>>>

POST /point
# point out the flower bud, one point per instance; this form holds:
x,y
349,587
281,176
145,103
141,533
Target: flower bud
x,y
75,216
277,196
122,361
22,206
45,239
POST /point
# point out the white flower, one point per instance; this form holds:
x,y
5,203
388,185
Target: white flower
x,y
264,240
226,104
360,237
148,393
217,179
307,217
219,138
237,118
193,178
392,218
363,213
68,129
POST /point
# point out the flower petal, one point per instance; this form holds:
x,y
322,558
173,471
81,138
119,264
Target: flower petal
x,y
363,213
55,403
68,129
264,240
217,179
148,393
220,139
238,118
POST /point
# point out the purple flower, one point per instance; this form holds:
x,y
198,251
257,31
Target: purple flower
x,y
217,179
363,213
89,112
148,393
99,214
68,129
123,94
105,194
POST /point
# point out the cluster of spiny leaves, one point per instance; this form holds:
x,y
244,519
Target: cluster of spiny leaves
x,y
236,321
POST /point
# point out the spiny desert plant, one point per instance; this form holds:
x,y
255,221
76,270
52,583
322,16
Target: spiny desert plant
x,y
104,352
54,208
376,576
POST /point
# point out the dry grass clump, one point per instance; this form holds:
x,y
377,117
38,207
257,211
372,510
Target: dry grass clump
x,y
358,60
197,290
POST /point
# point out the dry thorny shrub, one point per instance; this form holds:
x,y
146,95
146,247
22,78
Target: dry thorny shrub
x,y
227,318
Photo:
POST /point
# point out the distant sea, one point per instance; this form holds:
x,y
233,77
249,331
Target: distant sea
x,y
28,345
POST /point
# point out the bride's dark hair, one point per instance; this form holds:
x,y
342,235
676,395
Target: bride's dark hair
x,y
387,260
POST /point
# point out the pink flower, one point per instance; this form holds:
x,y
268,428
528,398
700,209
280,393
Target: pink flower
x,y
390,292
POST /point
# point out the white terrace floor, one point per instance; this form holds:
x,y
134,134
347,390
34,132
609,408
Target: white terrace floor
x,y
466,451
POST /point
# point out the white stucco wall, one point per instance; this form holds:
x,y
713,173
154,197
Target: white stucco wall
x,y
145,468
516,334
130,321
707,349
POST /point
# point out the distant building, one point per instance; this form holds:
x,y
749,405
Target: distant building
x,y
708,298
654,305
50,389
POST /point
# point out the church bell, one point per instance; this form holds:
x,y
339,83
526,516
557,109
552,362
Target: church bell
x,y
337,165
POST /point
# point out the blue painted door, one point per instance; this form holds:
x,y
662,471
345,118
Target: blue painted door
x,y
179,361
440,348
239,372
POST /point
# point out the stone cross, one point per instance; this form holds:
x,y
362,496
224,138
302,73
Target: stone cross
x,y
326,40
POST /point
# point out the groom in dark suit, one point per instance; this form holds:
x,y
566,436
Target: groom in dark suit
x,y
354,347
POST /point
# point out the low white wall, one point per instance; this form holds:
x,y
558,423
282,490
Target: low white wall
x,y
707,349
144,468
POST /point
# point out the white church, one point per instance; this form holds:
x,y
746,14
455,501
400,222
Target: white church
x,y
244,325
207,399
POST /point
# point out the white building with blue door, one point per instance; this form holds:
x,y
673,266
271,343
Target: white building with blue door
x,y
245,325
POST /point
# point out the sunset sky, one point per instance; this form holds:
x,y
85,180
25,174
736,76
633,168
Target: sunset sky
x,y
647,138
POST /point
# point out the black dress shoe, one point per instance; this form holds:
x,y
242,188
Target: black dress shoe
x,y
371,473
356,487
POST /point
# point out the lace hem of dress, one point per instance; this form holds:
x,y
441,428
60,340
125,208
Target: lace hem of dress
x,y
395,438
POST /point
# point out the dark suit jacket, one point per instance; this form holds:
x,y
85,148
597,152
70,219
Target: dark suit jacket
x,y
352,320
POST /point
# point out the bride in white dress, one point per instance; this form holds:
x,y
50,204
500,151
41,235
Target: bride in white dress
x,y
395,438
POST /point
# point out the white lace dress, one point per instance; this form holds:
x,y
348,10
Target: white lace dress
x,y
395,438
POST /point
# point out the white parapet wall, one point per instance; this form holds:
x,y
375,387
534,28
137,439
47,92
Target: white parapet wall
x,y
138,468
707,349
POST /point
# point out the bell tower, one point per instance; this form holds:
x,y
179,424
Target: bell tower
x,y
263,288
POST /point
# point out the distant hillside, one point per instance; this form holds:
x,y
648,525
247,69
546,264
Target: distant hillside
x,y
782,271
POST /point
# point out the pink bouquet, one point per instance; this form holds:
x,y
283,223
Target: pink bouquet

<<<

Report each line of the rows above that contains the string "church". Case counts.

Finished answer =
# point out the church bell, one point per instance; this form holds:
Target: church bell
# point out the white church, one point per instance; this form holds:
Target: white church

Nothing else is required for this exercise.